Stored dataset items
BEGIN

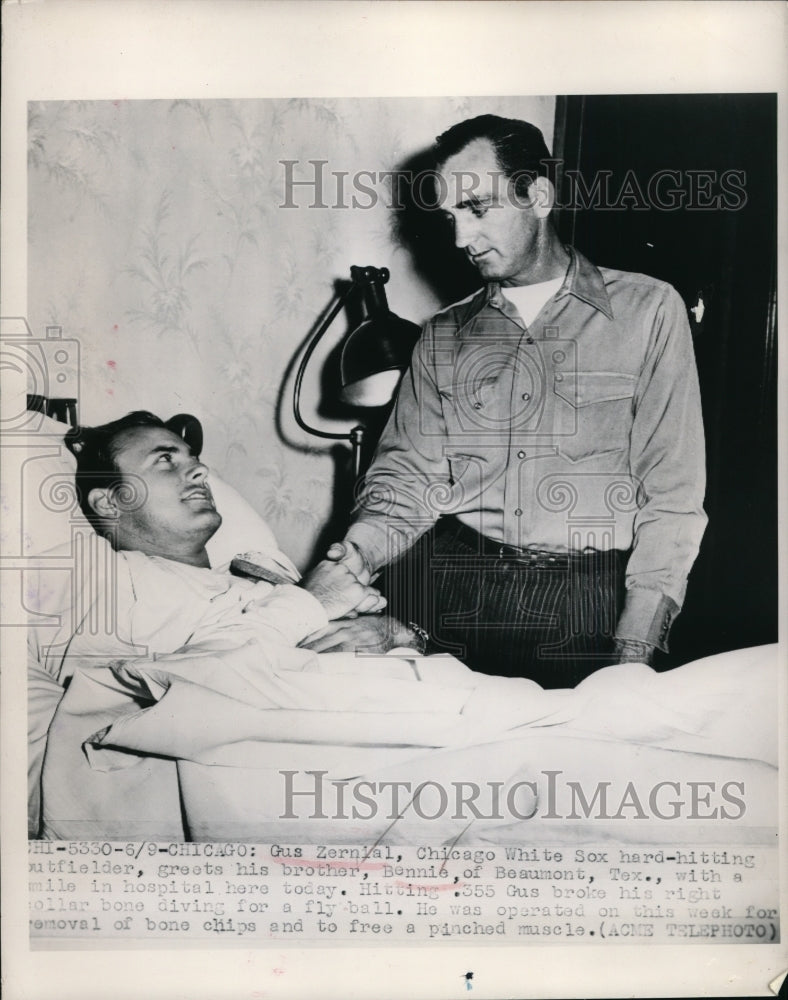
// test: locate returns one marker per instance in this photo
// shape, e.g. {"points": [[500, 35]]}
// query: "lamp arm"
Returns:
{"points": [[335, 307]]}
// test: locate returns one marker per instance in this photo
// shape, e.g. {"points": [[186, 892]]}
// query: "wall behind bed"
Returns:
{"points": [[157, 239]]}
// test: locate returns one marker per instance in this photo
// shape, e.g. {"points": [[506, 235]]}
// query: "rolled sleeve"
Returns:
{"points": [[667, 461], [394, 508]]}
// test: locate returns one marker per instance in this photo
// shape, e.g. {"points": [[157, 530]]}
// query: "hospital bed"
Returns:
{"points": [[183, 748]]}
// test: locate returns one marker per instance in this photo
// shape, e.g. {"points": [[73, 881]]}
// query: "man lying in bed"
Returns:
{"points": [[146, 492]]}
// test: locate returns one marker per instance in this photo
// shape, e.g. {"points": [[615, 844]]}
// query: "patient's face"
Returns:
{"points": [[178, 515]]}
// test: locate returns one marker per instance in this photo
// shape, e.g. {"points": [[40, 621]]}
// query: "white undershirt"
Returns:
{"points": [[529, 299]]}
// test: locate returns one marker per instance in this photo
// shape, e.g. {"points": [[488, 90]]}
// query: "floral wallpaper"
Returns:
{"points": [[160, 238]]}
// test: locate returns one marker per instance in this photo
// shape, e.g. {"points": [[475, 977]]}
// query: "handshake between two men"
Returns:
{"points": [[342, 584]]}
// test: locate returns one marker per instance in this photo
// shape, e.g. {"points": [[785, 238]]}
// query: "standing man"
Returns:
{"points": [[547, 437]]}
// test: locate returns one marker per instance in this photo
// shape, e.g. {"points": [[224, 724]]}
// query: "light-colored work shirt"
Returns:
{"points": [[581, 430]]}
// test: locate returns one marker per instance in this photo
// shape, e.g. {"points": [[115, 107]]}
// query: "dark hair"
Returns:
{"points": [[96, 449], [519, 146]]}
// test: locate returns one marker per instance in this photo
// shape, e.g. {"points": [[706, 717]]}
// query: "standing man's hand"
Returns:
{"points": [[350, 556], [340, 591], [365, 634], [632, 651]]}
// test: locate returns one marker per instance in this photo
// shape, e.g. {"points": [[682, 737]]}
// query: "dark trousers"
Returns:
{"points": [[517, 613]]}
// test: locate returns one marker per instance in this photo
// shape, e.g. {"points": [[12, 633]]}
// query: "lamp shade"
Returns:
{"points": [[378, 351]]}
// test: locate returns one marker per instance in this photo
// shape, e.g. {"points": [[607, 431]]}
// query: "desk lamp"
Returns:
{"points": [[374, 355]]}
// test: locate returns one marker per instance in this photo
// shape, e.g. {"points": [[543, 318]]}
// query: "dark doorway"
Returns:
{"points": [[683, 187]]}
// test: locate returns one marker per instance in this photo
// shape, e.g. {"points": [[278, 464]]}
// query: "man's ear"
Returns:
{"points": [[102, 501], [542, 196]]}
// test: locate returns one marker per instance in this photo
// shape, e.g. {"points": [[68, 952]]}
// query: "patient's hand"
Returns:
{"points": [[365, 634], [340, 592]]}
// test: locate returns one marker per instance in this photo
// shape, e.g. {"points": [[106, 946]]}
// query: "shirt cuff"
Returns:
{"points": [[296, 612], [647, 617]]}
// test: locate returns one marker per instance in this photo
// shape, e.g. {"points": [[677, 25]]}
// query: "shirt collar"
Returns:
{"points": [[583, 280]]}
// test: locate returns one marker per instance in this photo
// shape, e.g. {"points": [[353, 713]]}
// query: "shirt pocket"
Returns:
{"points": [[595, 412]]}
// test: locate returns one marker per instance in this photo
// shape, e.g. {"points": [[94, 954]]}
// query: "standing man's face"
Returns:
{"points": [[498, 232]]}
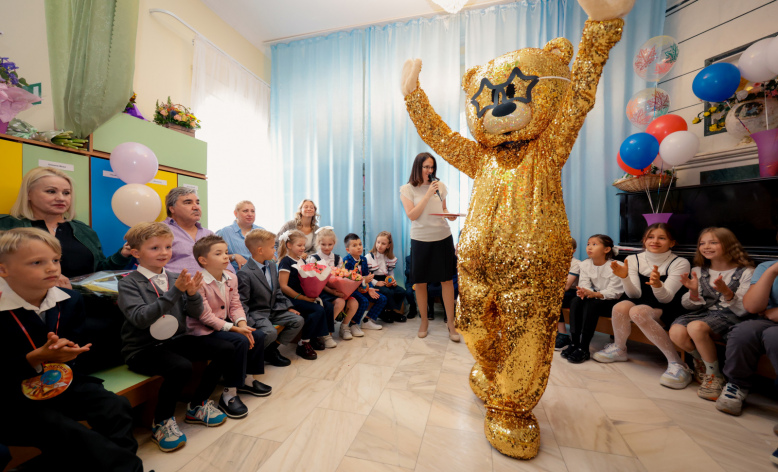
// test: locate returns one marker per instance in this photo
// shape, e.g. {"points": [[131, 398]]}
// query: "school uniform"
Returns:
{"points": [[585, 312], [317, 317], [381, 267], [221, 311], [364, 299], [143, 298], [52, 425], [265, 305]]}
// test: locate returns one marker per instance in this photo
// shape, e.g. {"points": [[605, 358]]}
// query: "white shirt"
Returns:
{"points": [[600, 279], [10, 300], [426, 227], [632, 286], [736, 304], [159, 279]]}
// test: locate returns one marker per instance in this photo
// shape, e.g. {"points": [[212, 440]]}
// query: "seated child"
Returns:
{"points": [[315, 335], [381, 263], [325, 241], [263, 302], [220, 303], [562, 338], [40, 328], [355, 259], [597, 292], [155, 303], [717, 284]]}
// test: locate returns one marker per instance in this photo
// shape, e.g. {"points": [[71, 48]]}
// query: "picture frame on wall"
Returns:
{"points": [[749, 109]]}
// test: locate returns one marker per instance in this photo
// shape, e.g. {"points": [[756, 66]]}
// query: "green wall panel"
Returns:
{"points": [[34, 156], [202, 192], [171, 147]]}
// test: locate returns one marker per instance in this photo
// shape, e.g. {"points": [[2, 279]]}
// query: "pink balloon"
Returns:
{"points": [[134, 163]]}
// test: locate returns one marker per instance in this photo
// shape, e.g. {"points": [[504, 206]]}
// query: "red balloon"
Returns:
{"points": [[666, 124], [629, 169]]}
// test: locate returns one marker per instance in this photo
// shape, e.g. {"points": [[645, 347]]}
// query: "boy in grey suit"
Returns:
{"points": [[263, 302]]}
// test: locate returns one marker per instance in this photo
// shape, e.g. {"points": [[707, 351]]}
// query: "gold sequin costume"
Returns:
{"points": [[515, 249]]}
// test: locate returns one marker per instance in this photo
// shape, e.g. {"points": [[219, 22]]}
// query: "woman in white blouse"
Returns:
{"points": [[652, 281], [597, 292], [717, 284], [432, 247]]}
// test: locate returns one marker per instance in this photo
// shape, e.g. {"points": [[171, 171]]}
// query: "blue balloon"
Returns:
{"points": [[639, 150], [717, 82]]}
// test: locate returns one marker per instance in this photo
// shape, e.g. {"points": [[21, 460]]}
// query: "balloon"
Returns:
{"points": [[136, 203], [664, 125], [655, 58], [679, 147], [772, 55], [753, 62], [134, 163], [639, 150], [629, 169], [646, 105], [717, 82]]}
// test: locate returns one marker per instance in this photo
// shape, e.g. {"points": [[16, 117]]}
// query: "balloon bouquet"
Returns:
{"points": [[718, 82], [136, 165], [665, 141]]}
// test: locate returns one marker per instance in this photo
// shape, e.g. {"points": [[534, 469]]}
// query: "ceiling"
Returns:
{"points": [[265, 20]]}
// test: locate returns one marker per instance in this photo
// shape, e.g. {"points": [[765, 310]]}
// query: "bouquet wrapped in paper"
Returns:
{"points": [[345, 281], [313, 277]]}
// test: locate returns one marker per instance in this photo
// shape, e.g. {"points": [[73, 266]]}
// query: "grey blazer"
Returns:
{"points": [[142, 307], [258, 299]]}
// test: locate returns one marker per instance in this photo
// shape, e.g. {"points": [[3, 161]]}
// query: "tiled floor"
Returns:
{"points": [[391, 402]]}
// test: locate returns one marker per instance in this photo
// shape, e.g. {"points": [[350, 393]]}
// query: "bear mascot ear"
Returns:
{"points": [[561, 47]]}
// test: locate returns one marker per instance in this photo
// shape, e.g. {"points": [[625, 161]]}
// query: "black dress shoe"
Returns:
{"points": [[275, 358], [257, 388], [306, 351], [233, 408]]}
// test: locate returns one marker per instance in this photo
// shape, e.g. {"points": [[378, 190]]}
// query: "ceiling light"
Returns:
{"points": [[451, 6]]}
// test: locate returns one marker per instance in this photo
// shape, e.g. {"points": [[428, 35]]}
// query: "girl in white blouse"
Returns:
{"points": [[720, 278], [597, 292], [652, 281]]}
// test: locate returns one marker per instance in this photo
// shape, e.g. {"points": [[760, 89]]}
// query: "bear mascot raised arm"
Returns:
{"points": [[524, 110]]}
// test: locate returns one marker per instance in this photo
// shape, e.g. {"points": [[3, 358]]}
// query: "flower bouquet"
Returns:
{"points": [[313, 277], [344, 280]]}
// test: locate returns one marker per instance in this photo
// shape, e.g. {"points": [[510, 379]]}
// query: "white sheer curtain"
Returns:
{"points": [[234, 109]]}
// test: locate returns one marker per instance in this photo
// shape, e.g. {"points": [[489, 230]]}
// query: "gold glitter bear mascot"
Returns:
{"points": [[524, 109]]}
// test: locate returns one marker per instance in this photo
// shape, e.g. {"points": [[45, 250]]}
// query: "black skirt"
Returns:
{"points": [[433, 261]]}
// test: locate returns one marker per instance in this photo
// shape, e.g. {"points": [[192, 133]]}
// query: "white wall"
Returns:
{"points": [[703, 29]]}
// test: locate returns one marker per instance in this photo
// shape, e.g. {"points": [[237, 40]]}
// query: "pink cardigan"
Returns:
{"points": [[215, 309]]}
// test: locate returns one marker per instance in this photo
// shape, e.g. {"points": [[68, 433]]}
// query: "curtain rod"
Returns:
{"points": [[271, 42], [166, 12]]}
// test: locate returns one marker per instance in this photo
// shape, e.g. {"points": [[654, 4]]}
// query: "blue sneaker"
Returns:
{"points": [[167, 435], [206, 414]]}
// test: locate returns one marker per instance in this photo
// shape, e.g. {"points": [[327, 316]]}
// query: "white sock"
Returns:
{"points": [[229, 393]]}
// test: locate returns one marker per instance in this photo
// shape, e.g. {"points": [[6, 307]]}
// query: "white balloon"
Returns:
{"points": [[753, 62], [136, 203], [678, 148], [772, 55]]}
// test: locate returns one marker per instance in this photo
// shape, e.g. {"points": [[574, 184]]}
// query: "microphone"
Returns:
{"points": [[432, 180]]}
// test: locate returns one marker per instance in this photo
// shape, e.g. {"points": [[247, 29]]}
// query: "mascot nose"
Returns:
{"points": [[504, 109]]}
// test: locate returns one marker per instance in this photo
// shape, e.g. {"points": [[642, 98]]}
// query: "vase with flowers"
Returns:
{"points": [[13, 98], [176, 117]]}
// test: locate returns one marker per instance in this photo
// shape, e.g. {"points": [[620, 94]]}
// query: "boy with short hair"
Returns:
{"points": [[155, 304], [354, 259], [223, 318], [263, 302], [40, 326]]}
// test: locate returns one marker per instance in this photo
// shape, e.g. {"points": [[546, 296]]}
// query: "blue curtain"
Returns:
{"points": [[316, 115], [391, 140]]}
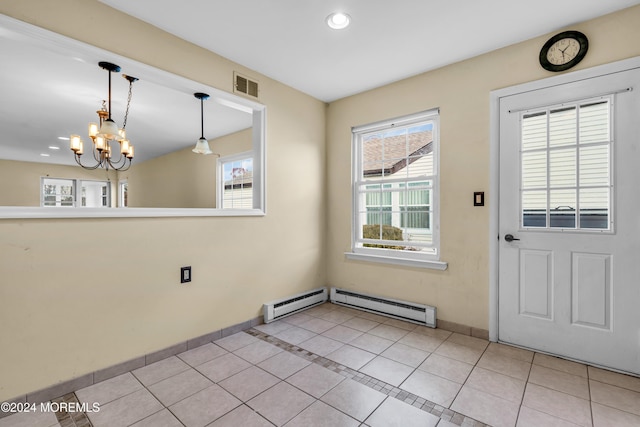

END

The request:
Find every line in the entries above that contains the word "face" and copy each of those lines. Match the case exactly.

Written solution:
// query: "patient's face"
// query: "standing man's face"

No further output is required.